> [Problem to solve]:
Omit the images, then output each of the records below exactly.

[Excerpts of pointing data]
════════════════════

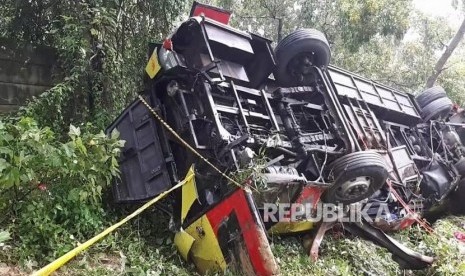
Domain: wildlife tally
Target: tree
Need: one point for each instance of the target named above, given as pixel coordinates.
(439, 67)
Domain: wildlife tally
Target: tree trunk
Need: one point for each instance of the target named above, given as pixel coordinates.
(439, 67)
(280, 29)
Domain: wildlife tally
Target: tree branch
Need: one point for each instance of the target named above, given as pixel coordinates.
(438, 68)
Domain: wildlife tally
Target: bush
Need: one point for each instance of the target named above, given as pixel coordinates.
(50, 191)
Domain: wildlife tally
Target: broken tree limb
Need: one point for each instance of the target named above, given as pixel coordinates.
(439, 67)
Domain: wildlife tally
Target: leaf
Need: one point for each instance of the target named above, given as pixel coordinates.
(74, 132)
(114, 134)
(93, 32)
(4, 236)
(3, 164)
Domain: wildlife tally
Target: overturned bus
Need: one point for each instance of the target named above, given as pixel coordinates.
(292, 130)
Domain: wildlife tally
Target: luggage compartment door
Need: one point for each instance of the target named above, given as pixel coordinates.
(142, 162)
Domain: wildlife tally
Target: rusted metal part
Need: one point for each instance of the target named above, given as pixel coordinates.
(320, 234)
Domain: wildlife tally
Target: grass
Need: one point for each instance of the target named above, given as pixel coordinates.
(144, 247)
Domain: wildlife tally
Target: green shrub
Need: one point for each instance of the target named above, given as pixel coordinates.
(50, 191)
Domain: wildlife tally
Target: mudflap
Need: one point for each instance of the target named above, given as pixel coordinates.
(229, 236)
(405, 257)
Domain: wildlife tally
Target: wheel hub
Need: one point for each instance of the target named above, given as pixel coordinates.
(354, 188)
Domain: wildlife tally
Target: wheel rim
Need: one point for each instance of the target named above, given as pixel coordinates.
(354, 187)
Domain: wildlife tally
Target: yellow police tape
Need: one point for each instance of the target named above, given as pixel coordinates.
(53, 266)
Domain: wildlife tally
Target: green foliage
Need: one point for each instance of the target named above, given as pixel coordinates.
(4, 236)
(51, 192)
(101, 47)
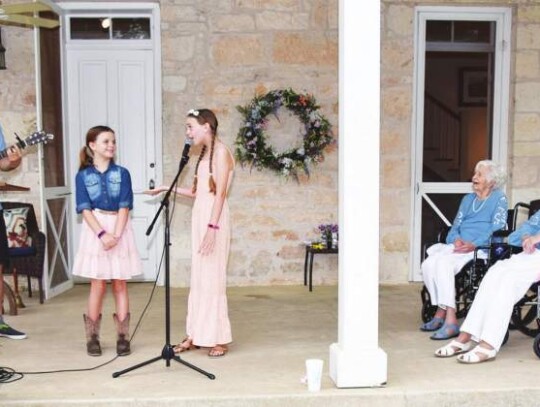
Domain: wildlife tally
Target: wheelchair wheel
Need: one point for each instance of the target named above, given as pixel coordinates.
(428, 310)
(536, 346)
(506, 337)
(465, 291)
(524, 315)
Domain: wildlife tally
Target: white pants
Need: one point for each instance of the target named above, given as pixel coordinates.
(504, 284)
(439, 270)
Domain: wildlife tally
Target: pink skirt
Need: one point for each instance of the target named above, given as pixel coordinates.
(119, 263)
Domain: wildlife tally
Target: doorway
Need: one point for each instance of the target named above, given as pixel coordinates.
(462, 76)
(112, 77)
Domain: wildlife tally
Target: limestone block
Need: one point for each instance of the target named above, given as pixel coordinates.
(525, 173)
(181, 13)
(528, 14)
(178, 48)
(307, 49)
(333, 14)
(395, 240)
(319, 14)
(289, 5)
(395, 139)
(291, 252)
(397, 54)
(174, 83)
(261, 263)
(398, 20)
(527, 127)
(396, 172)
(526, 97)
(238, 50)
(528, 36)
(528, 149)
(281, 20)
(527, 65)
(233, 23)
(395, 207)
(394, 267)
(396, 103)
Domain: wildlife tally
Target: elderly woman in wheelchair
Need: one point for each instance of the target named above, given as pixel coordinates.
(480, 213)
(505, 283)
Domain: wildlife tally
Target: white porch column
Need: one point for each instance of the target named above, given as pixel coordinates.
(356, 360)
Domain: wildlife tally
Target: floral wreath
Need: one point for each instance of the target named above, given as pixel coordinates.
(252, 147)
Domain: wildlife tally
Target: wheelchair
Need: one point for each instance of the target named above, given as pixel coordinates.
(468, 279)
(526, 312)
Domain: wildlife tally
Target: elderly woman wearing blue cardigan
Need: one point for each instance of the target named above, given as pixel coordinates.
(483, 331)
(480, 213)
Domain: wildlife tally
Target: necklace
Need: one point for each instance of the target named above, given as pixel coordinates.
(476, 210)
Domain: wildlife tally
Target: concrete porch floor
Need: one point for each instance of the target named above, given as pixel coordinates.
(275, 330)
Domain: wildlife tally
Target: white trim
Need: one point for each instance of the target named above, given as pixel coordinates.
(502, 16)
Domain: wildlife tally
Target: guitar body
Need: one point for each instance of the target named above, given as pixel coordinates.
(34, 138)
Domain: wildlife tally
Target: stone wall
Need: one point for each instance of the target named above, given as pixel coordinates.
(18, 111)
(218, 54)
(397, 97)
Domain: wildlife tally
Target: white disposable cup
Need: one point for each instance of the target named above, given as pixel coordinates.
(314, 373)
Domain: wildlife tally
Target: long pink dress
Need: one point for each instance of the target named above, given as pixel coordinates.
(207, 321)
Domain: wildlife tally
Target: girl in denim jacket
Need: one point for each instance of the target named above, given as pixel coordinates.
(107, 249)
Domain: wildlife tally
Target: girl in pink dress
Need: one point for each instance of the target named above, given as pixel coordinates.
(208, 322)
(107, 249)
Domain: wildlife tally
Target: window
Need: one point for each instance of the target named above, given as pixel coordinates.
(107, 28)
(459, 31)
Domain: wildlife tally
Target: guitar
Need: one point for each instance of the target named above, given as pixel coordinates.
(34, 138)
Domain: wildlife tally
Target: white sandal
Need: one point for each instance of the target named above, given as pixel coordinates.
(472, 356)
(454, 348)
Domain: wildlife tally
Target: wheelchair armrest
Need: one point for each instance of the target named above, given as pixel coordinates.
(501, 233)
(522, 205)
(477, 249)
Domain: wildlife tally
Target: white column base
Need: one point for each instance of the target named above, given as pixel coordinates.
(357, 367)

════════════════════

> [The reply]:
Domain: wildlife tally
Target: tree
Need: one point for each instance of the target named above, given as pixel coordinates.
(439, 67)
Domain: wildlife tally
Target: tree trunk
Need: one point for each instance of the target named above, given as pixel coordinates.
(439, 67)
(280, 29)
Domain: wildlife tally
Target: tree branch
Need: one point for each instance of the target named above, given as pixel coordinates.
(438, 68)
Domain: wildlife tally
Target: bush
Need: one point for each instance of the target named above, given as pixel coordinates.
(50, 191)
Domain: wildlife tally
Target: broken tree limb
Need: one point for each instance of the target named above, given as pixel coordinates.
(439, 67)
Domain: wildlife tally
Target: leaf
Need: one point for each instance of the target named above, given as pixel coordinates.
(74, 132)
(114, 134)
(93, 32)
(4, 236)
(3, 164)
Domain: wildlife tally
Target: overturned bus
Need: one point for each instance of the target named above, given as pixel coordinates.
(292, 130)
Domain: wildlife tally
Target: luggage compartment door
Need: one point for each instance of the target named above, given as pixel coordinates.
(142, 162)
Domain: wildlife tally
Target: rusted metal part
Need: one point for each instance of the target named above, given as pixel coordinates.
(320, 234)
Domain: wildlife tally
Target: grass
Need: one point for each instance of the target named above, given as pixel coordinates.
(144, 247)
Domain: wildlife tally
Target: green shrub
Need: one point for each instance of the target named above, given as pixel coordinates.
(50, 191)
Domain: wildlife tally
Target: mudflap
Need: one point for each instance of the target named above, given as pixel coordinates.
(229, 236)
(405, 257)
Domain: wildlife tally
Target: wheel hub
Need: one point for each instance of the target named above, given as pixel coordinates.
(354, 188)
Domain: wildlife tally
Target: wheel rim
Need: one point for each instance of the target named above, given as pixel coordinates.
(354, 187)
Domain: wildlife tally
Target: yellow police tape
Need: one point for each instance of the target named above, given as pixel coordinates.
(53, 266)
Domain: wildlife tally
Target: green foliage
Need: one point for each instance of the target named above, given as pixel coordinates.
(4, 236)
(51, 192)
(101, 47)
Domain: wildlife tally
Target: wheelchair wheel
Need: one point for each instance of the target named above, given as pixel coordinates.
(428, 310)
(536, 346)
(506, 337)
(465, 291)
(524, 315)
Domain: wildlife tally
Target: white pants
Need: one point for each instance of the target named above, given as pixel coordinates.
(504, 284)
(439, 270)
Domain: wildlife tally
Target: pink skirt
Need: one point for each instance of the target named above, given as pixel coordinates.
(119, 263)
Domain: wildlife tally
Target: doorway
Need: one point for each instance of the target named above, given as pixel coordinates.
(462, 76)
(112, 77)
Domain: wildlife tally
Target: limestone block
Need: one point for each instance of the target named above, given as pixel coordinates.
(525, 173)
(181, 13)
(528, 14)
(178, 48)
(307, 49)
(333, 14)
(395, 240)
(319, 14)
(289, 5)
(395, 139)
(291, 252)
(397, 54)
(174, 83)
(261, 263)
(398, 20)
(527, 127)
(396, 172)
(526, 97)
(238, 50)
(528, 36)
(528, 149)
(281, 20)
(527, 65)
(233, 23)
(395, 207)
(394, 267)
(396, 103)
Domain: wildlife tally
Target: elderly woman in wheelchair
Need: one point for each instance of the target named above, given as pixel coordinates.
(480, 213)
(505, 283)
Domain: wildlife tally
Target: white porch column
Need: one point for each instance of the target named above, given as pixel coordinates.
(356, 360)
Domain: wildlife tally
Target: floral wreath
Need: one point for each instance of the target named above, given as pixel coordinates.
(252, 147)
Domain: wildlife tally
Target: wheelchair
Need: one point for each instance of the target named above, given as pixel coordinates.
(468, 279)
(526, 312)
Domain: wildlife tally
Target: elderly woman wearing blue cardigan
Need: one point for each instance of the target named above, given as pixel coordinates.
(483, 331)
(480, 213)
Domain: wildlife tally
Target: necklace
Need: one point for each instance of the target named above, given as pixel coordinates.
(476, 210)
Domain: wildlife tally
Target: concrete porch floor
Need: one point for each instance of the target named above, given as pixel coordinates.
(275, 330)
Domain: wildlife tally
Target: white trim
Need: one point for each instance of the target named above, given as pixel coordinates.
(502, 16)
Domain: wildlife tally
Target: guitar body
Need: one point for each instance of the target named above, given as pixel coordinates.
(34, 138)
Domain: wildlife tally
Target: stone wall
Need: one point for each instance of the target named above, given as pixel coordinates.
(18, 111)
(218, 54)
(397, 97)
Domain: wildlife tally
Target: white disposable cup
Need: one point for each instance of the target named above, given as pixel coordinates.
(314, 373)
Domain: wildlife tally
Target: long pink dress
Need: one point for each instance of the target named above, given as pixel coordinates.
(207, 321)
Domain: wildlife tally
Target: girl in denim jacket
Need: one point for each instance of the target named above, given as pixel coordinates.
(107, 249)
Domain: wildlife tally
Target: girl in pink dress
Need: one point for each instance of the target named above, given as pixel coordinates.
(208, 322)
(107, 249)
Domain: wildlife tally
Target: window
Need: one point for each instance of the target named above, given as pixel coordinates.
(107, 28)
(459, 31)
Domain: wildlife tally
Target: guitar
Need: one point for each instance of the target named above, given as pixel coordinates.
(34, 138)
Domain: wildlife tally
Target: white sandal
Need: one point for each instance of the target named above, given as pixel coordinates.
(472, 356)
(454, 348)
Domain: wildlife tally
Target: wheelchair armrest
Need: one point for each instance of the target named above, given as pixel coordinates.
(501, 233)
(522, 205)
(477, 249)
Domain: wildlife tally
Target: white column base
Need: one point for each instance of the target named above, given as pixel coordinates.
(357, 367)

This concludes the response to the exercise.